Una desmesurada estatua suya

 


 

En la provincia china de Hunán hay un pequeño distrito campesino donde crece el bambú más precioso de todo Oriente: los troncos de la caña son tan gruesos que apenas pueden ser rodeados por los brazos de un hombre adulto; la corteza es de suave color miel y está levemente moteada de negro. Los bambúes de Shao Shan son como una delicada joya y siempre fueron codiciados por príncipes y emperadores. Allí, en el fondo de una pequeña hondonada —en una casa de paredes de tierra y techo de paja, flanqueada por un estanque—, nació Mao Tsé-tung; fue amado por 800 millones de chinos, motejado de dictador por buena parte de la humanidad y tildado de traidor a la causa del comunismo por millones y millones de soviéticos.
Cuando murió, el 9 de septiembre pasado, a los 82 años, pudo decirse de él que su presencia no sólo trasformó a su inmenso país, sino que también cambió al mundo. Su tránsito del anonimato al liderazgo es una historia apasionante, una crónica de lucha, sangre, odios, amores, traición y muerte. A su alrededor —poco a poco, tal vez a pesar suyo— se fue creando el más delirante culto a la personalidad que se haya dado en toda la historia de la humanidad.
Los chinos cuentan de él cosas fabulosas; intentan —a veces —convertirlo en un mito y fabrican leyendas para consumo interno que por lo general se ignoran en este Occidente pragmático y cartesiano. Tal vez valga la pena —para comprender la verdadera dimensión de su personalidad— pasar revista a una serie de hechos por demás significativos.

CONSIGNA.
Resume en dos oraciones el texto sobre Mao Tsé-tung.

(Entradas de datos recopiladas)
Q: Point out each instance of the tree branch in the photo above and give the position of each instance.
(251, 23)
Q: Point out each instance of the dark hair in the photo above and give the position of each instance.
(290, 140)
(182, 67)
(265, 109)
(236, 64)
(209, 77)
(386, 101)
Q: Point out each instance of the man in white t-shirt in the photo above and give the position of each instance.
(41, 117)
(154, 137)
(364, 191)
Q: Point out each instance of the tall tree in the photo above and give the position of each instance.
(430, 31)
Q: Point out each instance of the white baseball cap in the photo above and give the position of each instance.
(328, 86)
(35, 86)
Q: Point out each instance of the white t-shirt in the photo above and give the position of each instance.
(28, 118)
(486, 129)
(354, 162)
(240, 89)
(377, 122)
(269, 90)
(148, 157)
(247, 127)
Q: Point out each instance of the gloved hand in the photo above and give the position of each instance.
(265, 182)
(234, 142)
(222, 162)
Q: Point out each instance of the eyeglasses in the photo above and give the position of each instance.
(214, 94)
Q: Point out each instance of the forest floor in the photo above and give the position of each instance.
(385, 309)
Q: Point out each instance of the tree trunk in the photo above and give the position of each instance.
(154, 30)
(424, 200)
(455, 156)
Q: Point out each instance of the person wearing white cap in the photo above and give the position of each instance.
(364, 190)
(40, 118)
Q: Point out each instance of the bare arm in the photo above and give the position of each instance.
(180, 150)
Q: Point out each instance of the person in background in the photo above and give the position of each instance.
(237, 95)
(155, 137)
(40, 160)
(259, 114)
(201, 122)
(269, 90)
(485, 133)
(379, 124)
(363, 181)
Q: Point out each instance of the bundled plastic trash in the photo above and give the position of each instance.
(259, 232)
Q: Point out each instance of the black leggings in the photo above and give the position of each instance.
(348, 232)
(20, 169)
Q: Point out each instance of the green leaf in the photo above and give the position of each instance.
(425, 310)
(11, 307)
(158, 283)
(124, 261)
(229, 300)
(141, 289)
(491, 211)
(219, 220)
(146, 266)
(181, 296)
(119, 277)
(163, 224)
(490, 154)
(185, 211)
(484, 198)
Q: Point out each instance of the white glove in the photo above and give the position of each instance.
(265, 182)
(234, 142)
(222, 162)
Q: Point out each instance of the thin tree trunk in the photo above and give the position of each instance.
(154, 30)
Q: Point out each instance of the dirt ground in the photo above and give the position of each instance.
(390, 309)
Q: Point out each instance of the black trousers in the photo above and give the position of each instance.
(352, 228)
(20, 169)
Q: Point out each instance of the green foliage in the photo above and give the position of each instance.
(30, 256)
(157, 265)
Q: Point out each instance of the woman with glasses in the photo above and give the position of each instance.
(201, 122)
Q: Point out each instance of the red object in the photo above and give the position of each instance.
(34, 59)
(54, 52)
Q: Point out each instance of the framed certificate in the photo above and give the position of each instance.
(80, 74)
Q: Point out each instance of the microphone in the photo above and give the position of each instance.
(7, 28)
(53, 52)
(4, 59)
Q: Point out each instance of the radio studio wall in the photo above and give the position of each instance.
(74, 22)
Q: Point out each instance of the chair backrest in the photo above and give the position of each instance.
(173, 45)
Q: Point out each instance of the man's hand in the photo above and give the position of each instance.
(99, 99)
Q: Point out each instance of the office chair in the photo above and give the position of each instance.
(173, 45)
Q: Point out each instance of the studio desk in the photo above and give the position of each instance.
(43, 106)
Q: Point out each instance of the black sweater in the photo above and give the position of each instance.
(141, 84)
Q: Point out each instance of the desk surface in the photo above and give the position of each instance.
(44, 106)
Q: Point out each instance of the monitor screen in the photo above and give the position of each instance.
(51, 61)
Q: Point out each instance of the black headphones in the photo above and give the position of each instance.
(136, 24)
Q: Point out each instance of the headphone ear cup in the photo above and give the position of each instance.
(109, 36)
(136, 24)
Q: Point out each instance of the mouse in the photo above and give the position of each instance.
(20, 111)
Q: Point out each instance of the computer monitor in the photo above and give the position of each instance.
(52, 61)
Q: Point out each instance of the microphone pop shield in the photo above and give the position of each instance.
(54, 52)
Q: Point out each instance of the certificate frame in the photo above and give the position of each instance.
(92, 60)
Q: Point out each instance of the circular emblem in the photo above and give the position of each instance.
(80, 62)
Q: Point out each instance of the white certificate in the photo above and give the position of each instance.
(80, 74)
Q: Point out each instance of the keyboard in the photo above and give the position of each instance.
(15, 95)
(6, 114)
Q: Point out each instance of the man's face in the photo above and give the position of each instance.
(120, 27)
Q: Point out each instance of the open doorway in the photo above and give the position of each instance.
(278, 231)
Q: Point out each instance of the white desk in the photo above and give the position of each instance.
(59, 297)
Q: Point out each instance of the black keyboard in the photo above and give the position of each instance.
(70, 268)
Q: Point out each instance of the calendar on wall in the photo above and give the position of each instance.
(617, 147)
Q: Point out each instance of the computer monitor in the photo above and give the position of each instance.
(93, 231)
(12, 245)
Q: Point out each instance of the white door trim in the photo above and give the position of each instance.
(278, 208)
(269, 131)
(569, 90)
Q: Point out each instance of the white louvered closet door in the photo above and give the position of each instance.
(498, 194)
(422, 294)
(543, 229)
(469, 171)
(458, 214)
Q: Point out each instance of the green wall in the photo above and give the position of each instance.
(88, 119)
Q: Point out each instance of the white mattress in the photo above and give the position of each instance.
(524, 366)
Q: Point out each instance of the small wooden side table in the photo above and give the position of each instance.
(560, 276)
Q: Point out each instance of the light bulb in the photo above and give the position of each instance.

RESULTADO DEL EJERCICIO.
Mao Tsé-tung nació en una casa de paredes de tierra y techo de paja en Shao Shan, un pequeño distrito campesino de la provincia china de Hunán célebre por su bambú. Murió un 9 de septiembre a los 82 años tras transformar su inmenso país y cambiar el mundo, y a su alrededor se fue creando el más delirante culto a la personalidad de toda la historia de la humanidad.